— Do this —
Set out as a numbered list the part of the items that opens at their first line and closes with the line containing "x=106, y=131", both ends included and blank lines omitted.
────
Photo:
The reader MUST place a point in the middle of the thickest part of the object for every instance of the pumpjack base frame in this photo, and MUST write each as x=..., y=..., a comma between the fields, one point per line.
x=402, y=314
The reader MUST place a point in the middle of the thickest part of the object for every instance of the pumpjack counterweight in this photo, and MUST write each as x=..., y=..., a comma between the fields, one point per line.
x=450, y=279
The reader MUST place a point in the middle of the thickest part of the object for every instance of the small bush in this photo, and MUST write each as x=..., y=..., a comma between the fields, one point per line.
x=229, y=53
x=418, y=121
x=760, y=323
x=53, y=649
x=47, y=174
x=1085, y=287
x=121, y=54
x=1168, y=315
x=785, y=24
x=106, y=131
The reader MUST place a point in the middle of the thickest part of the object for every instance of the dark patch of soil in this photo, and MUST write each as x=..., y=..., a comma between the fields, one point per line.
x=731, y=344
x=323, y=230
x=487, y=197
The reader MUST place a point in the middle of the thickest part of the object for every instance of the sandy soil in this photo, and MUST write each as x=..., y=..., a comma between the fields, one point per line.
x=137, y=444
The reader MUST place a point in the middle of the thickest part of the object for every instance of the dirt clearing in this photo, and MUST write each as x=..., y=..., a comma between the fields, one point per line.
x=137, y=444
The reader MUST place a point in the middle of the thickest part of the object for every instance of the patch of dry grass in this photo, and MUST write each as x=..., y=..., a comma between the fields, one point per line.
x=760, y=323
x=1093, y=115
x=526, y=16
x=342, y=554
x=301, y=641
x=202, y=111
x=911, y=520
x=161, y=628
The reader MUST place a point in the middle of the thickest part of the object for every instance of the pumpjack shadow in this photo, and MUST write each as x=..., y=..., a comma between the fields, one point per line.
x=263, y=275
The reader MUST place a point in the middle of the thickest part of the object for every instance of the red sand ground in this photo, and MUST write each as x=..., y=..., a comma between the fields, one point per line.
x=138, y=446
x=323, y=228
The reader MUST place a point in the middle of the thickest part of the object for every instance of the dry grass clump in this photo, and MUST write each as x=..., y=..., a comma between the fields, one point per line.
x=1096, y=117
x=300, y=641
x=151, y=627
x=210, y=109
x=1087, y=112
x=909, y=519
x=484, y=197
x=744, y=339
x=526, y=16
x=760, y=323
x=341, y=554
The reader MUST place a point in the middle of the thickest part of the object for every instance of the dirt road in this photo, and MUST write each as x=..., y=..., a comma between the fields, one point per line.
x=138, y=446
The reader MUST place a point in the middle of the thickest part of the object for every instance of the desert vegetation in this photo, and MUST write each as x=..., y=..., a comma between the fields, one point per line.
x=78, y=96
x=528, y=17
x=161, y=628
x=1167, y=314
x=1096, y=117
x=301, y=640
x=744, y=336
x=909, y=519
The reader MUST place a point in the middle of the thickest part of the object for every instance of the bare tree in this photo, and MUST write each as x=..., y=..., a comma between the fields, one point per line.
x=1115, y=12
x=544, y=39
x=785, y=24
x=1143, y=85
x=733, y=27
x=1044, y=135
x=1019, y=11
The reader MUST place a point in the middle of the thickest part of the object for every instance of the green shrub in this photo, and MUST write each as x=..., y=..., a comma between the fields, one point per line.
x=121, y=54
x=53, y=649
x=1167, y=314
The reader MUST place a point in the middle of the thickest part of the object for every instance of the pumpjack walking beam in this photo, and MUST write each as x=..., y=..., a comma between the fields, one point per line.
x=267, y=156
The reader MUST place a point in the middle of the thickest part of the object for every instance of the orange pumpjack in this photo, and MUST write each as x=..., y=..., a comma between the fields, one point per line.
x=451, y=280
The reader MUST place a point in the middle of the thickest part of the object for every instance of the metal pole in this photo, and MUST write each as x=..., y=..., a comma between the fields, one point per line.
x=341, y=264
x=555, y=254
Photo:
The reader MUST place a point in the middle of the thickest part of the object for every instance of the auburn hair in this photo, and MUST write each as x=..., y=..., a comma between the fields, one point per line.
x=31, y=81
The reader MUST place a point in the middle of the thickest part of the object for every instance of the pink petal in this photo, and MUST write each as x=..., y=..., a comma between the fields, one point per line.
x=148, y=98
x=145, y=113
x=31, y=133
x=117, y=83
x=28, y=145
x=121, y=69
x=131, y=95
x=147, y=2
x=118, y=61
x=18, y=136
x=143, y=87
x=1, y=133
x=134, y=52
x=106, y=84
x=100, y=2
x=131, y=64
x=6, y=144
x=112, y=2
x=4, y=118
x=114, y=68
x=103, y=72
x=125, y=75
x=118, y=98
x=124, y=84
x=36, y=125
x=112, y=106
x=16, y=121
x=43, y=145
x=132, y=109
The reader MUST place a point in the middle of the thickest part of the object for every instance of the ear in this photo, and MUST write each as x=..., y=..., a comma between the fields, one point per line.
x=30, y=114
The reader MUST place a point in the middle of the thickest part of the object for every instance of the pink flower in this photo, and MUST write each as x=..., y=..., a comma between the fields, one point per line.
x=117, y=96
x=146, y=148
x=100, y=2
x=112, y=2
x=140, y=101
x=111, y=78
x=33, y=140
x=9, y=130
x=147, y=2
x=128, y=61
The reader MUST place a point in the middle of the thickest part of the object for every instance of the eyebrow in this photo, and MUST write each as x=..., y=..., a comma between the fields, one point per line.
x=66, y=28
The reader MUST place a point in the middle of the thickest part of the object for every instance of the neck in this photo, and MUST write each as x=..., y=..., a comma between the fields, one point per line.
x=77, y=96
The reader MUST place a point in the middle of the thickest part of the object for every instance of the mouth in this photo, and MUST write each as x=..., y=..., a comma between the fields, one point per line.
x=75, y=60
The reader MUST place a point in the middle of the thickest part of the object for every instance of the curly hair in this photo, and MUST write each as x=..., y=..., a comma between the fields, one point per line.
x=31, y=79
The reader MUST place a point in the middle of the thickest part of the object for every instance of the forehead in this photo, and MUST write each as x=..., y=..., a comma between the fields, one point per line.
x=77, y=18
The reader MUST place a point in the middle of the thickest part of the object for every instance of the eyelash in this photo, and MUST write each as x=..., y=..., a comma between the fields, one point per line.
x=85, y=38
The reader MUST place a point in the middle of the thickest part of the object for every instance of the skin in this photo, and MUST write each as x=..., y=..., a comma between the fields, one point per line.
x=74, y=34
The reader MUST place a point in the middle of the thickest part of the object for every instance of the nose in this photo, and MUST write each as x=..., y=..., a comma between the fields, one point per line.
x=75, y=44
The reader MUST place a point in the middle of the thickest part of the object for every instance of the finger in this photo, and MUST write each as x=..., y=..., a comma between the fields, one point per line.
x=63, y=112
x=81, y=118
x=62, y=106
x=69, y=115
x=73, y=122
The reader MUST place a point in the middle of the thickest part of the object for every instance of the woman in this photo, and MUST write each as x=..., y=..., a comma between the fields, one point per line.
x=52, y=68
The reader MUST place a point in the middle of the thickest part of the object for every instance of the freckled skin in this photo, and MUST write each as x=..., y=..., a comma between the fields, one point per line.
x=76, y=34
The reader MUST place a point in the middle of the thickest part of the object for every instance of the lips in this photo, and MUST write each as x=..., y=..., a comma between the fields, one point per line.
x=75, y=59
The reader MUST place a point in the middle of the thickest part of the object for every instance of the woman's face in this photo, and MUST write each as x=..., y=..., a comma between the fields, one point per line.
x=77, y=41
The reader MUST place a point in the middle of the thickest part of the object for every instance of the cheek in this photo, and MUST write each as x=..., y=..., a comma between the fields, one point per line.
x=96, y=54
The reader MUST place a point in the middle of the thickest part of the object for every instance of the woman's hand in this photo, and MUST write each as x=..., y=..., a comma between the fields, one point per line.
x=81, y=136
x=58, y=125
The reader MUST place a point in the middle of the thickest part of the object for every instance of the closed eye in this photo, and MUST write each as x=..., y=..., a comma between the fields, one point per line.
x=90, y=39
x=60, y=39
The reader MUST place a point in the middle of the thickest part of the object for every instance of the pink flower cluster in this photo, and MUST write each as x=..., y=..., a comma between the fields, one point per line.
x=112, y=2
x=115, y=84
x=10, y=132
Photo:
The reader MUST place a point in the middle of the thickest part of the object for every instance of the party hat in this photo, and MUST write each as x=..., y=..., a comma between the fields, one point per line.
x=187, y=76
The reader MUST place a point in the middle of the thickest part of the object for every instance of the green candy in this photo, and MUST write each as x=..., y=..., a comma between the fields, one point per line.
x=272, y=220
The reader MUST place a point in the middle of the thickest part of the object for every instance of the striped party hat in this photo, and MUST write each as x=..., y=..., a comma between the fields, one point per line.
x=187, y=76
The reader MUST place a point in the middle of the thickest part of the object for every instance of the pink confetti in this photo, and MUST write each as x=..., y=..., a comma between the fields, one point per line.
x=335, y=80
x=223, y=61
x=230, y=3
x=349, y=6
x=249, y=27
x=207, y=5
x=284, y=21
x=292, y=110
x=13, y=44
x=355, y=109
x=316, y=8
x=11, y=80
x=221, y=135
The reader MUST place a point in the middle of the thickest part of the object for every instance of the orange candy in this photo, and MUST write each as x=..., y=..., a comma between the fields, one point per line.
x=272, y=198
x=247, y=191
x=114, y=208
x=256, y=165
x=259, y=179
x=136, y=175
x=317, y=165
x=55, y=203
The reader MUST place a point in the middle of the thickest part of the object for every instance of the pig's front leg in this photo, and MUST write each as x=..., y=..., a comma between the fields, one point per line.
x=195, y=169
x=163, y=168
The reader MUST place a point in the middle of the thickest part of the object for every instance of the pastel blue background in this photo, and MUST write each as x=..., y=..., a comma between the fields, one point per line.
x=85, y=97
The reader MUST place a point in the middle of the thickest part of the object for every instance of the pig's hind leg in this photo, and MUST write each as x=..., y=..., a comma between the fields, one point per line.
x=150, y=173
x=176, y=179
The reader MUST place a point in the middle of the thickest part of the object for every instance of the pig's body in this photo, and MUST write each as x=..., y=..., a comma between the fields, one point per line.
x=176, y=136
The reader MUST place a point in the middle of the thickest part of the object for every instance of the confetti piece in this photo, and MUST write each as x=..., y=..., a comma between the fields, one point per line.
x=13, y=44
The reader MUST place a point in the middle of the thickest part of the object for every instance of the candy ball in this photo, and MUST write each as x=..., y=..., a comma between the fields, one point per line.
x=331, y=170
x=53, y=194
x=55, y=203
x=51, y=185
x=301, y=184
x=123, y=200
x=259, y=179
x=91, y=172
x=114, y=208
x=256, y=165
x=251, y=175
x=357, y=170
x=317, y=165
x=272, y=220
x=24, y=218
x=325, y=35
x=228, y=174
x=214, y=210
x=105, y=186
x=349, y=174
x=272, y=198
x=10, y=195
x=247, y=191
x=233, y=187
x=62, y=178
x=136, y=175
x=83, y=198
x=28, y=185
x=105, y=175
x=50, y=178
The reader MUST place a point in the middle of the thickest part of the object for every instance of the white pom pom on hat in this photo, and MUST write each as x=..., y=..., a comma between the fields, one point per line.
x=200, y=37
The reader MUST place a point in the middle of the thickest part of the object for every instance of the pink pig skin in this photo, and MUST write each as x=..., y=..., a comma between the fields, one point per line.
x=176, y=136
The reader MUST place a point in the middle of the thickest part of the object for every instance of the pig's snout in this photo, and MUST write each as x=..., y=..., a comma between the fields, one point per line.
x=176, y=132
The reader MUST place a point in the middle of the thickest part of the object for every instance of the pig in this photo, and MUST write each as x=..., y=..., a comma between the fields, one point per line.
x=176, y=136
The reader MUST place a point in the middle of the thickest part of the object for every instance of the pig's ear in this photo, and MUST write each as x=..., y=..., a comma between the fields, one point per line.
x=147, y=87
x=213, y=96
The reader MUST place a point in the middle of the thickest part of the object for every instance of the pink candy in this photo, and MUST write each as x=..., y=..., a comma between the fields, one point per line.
────
— Written response —
1. Photo:
2. The reader MUST place a point in the middle of the thickest part of the object for every instance of the pumpjack base frame in this photo, and MUST write each as x=..., y=..., a comma between the fields, one point per line.
3. x=402, y=314
4. The reader MUST place a point in the middle of the thickest part of the object for every instance of the pumpjack counterweight in this photo, and MUST write each as x=..., y=..., a comma between the fields, one point per line.
5. x=450, y=279
6. The reader MUST place a point in the middle of the thickest part of the object for every instance of the small bush in this photo, and MUST write each as x=..., y=..., a comma between the fields, one point per line.
7. x=229, y=53
8. x=418, y=121
9. x=760, y=323
10. x=53, y=649
11. x=47, y=174
12. x=1085, y=287
13. x=121, y=54
14. x=1168, y=315
15. x=785, y=24
16. x=106, y=131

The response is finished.